++++ INPUT DATA ++++

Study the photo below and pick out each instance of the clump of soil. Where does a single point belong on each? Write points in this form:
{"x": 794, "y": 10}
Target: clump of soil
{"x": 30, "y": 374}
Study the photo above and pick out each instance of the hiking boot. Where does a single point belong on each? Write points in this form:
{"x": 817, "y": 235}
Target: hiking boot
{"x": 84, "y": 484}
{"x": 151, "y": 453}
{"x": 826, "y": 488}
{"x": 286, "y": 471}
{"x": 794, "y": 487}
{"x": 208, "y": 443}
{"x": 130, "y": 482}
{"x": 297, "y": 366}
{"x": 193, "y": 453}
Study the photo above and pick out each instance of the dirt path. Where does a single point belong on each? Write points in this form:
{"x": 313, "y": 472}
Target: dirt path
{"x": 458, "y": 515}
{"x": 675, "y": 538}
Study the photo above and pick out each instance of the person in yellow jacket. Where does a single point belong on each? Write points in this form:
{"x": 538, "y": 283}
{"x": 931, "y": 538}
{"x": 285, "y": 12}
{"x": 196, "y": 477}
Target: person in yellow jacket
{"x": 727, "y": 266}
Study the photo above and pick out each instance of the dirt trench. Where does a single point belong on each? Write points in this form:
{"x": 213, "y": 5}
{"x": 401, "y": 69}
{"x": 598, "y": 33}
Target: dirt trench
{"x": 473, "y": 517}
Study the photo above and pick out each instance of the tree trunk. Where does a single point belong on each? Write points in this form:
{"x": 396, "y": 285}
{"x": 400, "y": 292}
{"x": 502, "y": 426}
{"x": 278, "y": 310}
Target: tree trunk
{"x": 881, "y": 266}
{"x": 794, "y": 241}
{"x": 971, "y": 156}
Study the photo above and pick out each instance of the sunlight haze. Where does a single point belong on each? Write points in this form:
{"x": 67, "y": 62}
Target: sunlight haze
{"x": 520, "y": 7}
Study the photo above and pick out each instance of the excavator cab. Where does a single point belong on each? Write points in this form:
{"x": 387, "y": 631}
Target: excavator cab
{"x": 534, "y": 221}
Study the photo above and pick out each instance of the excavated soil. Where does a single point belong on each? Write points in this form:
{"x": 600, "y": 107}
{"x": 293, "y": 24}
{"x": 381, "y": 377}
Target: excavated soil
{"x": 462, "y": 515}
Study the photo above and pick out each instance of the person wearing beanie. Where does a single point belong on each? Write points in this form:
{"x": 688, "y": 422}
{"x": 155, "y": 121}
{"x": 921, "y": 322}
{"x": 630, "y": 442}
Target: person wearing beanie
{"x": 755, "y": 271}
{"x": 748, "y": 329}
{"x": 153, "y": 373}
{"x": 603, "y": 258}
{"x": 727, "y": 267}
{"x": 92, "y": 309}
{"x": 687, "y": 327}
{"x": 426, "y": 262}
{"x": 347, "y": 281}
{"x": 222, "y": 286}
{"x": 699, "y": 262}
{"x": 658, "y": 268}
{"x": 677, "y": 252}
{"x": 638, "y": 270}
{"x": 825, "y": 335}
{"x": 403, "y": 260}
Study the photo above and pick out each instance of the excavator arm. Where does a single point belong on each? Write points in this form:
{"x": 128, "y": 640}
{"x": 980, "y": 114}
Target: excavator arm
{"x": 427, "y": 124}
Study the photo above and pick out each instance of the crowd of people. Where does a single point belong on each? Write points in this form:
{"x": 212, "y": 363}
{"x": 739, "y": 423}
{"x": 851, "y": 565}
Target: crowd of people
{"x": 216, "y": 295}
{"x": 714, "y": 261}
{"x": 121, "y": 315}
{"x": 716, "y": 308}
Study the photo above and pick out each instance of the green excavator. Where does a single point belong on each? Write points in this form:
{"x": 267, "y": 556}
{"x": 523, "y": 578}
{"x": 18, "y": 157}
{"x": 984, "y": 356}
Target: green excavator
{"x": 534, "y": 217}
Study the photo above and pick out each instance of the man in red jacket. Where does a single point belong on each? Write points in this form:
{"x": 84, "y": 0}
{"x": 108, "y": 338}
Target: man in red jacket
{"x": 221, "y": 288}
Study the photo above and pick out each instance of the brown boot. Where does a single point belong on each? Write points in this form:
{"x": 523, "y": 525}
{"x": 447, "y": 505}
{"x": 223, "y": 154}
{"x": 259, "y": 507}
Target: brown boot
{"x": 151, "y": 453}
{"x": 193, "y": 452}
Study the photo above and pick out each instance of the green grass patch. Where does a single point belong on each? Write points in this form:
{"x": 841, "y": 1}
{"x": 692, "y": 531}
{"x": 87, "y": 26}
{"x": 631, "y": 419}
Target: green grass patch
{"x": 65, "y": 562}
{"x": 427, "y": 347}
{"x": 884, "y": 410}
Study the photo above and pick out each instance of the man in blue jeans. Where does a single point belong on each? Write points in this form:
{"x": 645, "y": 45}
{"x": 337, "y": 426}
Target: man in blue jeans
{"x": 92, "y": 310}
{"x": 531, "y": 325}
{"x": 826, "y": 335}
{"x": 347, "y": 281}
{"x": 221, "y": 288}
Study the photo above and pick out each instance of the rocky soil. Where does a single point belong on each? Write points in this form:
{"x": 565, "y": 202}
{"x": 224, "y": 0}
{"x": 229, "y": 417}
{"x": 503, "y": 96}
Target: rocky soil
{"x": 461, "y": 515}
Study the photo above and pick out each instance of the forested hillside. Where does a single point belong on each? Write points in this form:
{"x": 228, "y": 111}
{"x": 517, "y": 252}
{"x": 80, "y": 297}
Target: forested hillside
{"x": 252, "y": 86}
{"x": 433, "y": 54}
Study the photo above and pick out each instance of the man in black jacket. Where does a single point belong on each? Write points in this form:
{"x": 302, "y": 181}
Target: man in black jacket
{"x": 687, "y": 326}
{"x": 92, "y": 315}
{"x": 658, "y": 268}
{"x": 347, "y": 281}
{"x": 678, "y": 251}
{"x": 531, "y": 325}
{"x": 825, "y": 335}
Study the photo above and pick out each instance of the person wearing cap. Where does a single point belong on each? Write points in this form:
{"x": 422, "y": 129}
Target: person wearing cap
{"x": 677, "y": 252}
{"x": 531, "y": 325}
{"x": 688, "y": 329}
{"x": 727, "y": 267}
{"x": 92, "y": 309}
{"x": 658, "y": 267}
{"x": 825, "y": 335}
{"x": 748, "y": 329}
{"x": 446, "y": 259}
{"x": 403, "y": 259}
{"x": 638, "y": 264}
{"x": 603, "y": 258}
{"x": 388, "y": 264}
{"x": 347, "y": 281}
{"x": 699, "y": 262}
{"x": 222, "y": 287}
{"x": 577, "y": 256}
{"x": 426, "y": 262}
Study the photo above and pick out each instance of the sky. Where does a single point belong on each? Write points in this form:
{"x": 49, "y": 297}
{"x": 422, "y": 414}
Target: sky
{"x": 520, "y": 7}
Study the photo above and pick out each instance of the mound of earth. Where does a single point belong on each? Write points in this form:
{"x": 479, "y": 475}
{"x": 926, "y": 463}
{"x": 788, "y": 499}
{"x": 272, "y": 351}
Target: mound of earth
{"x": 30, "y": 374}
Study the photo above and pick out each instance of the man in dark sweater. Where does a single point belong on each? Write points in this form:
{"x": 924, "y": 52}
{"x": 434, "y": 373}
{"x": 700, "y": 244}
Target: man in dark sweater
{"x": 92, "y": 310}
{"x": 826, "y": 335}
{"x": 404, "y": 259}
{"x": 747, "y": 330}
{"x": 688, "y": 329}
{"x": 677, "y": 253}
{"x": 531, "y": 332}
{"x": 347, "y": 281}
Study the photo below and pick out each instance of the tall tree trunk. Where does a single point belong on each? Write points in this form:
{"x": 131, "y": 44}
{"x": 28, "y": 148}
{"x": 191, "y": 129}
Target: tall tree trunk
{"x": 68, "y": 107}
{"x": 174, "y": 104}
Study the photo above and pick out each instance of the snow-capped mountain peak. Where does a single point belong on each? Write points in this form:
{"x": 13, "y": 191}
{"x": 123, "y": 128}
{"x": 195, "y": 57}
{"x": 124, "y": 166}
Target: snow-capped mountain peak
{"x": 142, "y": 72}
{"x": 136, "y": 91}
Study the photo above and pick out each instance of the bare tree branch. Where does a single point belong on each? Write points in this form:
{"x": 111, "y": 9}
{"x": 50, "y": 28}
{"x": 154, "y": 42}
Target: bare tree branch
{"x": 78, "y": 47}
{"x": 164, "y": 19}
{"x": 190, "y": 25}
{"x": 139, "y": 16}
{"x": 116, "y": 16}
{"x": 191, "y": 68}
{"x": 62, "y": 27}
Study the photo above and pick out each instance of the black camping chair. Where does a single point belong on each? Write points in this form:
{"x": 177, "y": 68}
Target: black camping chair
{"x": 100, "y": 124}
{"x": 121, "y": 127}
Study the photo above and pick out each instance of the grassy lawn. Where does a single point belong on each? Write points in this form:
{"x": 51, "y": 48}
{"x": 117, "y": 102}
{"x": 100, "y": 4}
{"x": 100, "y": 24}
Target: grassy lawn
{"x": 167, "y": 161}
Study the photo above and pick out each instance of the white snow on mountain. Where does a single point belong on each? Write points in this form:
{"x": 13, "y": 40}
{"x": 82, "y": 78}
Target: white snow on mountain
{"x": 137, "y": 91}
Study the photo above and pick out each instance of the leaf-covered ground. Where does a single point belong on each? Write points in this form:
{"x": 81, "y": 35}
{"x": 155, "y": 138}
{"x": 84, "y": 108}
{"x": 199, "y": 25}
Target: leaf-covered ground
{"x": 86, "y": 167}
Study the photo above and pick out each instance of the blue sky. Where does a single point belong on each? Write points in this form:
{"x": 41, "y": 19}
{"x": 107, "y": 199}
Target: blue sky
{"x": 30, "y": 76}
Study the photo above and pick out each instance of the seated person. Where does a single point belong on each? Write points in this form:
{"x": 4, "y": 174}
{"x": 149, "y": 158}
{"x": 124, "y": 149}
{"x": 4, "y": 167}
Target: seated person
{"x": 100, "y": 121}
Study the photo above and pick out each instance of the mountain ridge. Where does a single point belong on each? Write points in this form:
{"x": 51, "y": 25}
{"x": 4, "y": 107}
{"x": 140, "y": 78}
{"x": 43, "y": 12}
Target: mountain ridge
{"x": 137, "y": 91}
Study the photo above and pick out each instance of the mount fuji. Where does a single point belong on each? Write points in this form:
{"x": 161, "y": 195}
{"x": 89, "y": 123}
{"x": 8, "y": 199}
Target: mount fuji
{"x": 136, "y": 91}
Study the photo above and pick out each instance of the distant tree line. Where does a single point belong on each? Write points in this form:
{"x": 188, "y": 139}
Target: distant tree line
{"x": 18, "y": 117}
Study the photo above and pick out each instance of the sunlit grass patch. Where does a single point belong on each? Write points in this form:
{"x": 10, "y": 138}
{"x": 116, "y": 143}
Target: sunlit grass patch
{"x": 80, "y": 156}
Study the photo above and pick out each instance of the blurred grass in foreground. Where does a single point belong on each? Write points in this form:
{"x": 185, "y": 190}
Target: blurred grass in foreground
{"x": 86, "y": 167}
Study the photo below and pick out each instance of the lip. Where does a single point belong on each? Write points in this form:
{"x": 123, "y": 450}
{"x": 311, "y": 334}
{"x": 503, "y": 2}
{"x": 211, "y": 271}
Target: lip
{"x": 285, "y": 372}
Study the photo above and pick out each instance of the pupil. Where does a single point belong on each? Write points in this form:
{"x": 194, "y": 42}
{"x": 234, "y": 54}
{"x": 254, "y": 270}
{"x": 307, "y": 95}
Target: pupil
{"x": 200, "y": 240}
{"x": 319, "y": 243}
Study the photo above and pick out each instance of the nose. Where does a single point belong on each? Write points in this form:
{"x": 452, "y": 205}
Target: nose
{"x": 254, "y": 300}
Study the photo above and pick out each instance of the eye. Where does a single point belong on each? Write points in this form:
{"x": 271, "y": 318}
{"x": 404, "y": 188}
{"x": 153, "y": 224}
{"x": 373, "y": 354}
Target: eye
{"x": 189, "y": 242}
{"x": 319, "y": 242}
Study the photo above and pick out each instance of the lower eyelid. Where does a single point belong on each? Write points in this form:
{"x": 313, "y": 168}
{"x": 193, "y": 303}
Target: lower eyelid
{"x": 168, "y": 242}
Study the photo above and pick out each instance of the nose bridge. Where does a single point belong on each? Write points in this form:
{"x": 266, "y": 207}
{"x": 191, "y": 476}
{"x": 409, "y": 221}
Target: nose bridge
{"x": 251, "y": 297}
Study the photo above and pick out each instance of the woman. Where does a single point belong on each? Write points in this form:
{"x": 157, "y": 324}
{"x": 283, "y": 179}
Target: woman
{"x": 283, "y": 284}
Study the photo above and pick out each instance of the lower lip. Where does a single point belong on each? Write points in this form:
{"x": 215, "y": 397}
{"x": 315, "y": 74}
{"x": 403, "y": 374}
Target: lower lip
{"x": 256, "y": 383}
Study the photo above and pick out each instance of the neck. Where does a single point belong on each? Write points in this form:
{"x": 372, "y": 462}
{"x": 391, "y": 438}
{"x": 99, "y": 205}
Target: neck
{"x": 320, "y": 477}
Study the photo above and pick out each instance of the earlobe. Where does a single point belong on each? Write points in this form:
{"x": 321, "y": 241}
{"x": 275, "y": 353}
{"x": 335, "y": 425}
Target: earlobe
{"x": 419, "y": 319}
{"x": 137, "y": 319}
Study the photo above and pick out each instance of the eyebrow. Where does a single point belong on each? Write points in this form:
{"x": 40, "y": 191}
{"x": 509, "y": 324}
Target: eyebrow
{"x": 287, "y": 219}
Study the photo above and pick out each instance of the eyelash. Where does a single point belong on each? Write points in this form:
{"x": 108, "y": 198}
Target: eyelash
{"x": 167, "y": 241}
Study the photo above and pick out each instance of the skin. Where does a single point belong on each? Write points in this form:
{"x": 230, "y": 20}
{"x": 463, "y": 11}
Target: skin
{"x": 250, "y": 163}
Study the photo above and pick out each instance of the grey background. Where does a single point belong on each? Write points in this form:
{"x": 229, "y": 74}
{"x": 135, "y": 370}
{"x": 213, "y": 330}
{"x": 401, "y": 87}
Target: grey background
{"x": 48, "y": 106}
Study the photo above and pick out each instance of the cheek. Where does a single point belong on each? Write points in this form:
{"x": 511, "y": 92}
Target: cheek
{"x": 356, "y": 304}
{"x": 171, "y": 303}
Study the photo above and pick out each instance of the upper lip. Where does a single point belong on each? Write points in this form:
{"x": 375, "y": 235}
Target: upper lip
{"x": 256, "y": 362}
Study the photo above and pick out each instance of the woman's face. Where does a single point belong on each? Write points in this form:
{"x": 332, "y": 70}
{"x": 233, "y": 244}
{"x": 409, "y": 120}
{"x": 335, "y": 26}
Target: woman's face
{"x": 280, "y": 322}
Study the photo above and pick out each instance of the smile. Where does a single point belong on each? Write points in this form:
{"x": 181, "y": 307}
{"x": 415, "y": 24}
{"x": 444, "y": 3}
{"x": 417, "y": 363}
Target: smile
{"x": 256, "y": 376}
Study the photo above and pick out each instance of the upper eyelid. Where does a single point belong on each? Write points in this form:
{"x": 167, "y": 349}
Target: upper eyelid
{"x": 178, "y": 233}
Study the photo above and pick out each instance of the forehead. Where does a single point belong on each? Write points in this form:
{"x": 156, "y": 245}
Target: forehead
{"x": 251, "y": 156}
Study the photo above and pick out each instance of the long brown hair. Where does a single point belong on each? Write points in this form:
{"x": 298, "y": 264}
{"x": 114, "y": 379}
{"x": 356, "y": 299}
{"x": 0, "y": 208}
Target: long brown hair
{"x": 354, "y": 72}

++++

→ **SHORT TASK**
Beginning at the line where "of the smile." appears, extract each line through the end of the data above; keep them exact and include nothing else.

→ **CORRECT RESULT**
Study the photo above and pick out each instance of the smile. Where does a single point belong on each? Write points in this form:
{"x": 181, "y": 307}
{"x": 415, "y": 24}
{"x": 444, "y": 3}
{"x": 417, "y": 363}
Target: smile
{"x": 256, "y": 376}
Study the photo above and pick out each instance of the upper eyelid. Where does a single point belong on each? Write points in this form:
{"x": 167, "y": 349}
Target: upper eyelid
{"x": 178, "y": 233}
Study the photo above and pick out each instance of the forehead. Where does a single point belong on each? Write points in this form:
{"x": 156, "y": 245}
Target: forehead
{"x": 251, "y": 156}
Study the photo above and pick out each instance of the long brown hair. Where does a single point belong on each? Write points in this form:
{"x": 298, "y": 264}
{"x": 114, "y": 379}
{"x": 356, "y": 299}
{"x": 0, "y": 208}
Target: long brown hair
{"x": 354, "y": 72}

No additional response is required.